## BEGIN Recorded data

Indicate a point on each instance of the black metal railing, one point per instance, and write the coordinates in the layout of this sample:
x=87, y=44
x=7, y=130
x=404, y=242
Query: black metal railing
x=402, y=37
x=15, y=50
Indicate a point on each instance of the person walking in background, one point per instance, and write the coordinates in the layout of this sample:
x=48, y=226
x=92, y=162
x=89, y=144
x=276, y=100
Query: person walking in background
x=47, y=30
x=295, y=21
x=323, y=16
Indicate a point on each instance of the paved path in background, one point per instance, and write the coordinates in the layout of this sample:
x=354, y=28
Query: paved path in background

## END Recorded data

*Objective*
Rewrite all of the lines above, changing every "Indicate" to "Mark" and keeping everything else the same.

*Correct answer*
Mark a point on each instance of the black metal railing, one point per instance, and write the coordinates in the layout of this sample:
x=87, y=44
x=7, y=130
x=404, y=242
Query: black metal railing
x=402, y=37
x=15, y=50
Mark a point on each instance of the person walking in background, one point per instance, and write the coordinates in the layout of this sample:
x=48, y=226
x=92, y=162
x=89, y=144
x=276, y=100
Query: person walking in background
x=47, y=30
x=295, y=21
x=323, y=16
Mark a point on each instance of the paved path in background, one point per instance, and write the coordinates in the layout of this sample:
x=354, y=28
Query: paved path in background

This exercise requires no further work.